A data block
________________________

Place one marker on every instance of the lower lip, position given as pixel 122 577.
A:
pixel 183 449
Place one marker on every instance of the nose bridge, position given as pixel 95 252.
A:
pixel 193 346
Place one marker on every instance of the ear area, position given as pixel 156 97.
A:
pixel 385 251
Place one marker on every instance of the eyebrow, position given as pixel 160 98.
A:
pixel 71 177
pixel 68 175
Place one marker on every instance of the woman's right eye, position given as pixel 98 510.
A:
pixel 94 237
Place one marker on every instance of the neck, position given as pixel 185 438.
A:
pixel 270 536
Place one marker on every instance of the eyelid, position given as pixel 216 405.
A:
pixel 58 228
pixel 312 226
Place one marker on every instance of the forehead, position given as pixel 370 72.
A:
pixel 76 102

________________________

• WORK TO DO
Express every line of the listing above as a JSON list of strings, one string per line, leaving out any blank lines.

• OUTPUT
[
  "Place one marker on every instance of the lower lip, position given as pixel 122 577.",
  "A:",
  "pixel 183 449",
  "Place one marker on every instance of the nose bridge, position given as pixel 95 252.",
  "A:",
  "pixel 193 346",
  "Place one marker on every instance of the ear area, position given as pixel 156 97.",
  "A:",
  "pixel 385 251",
  "Place one marker on every instance of the eyebrow, position given as pixel 160 98.",
  "A:",
  "pixel 71 177",
  "pixel 68 175",
  "Place one marker on every instance of the woman's right eye, position given as pixel 98 510.",
  "A:",
  "pixel 94 237",
  "Place one marker on every instance of the neck, position given as pixel 185 438.",
  "A:",
  "pixel 270 536",
  "Place one marker on every instance of the eyelid, position given as pixel 216 405.",
  "A:",
  "pixel 58 228",
  "pixel 312 226",
  "Place one marker on every instance of the forehead, position given as pixel 370 72.",
  "A:",
  "pixel 76 102"
]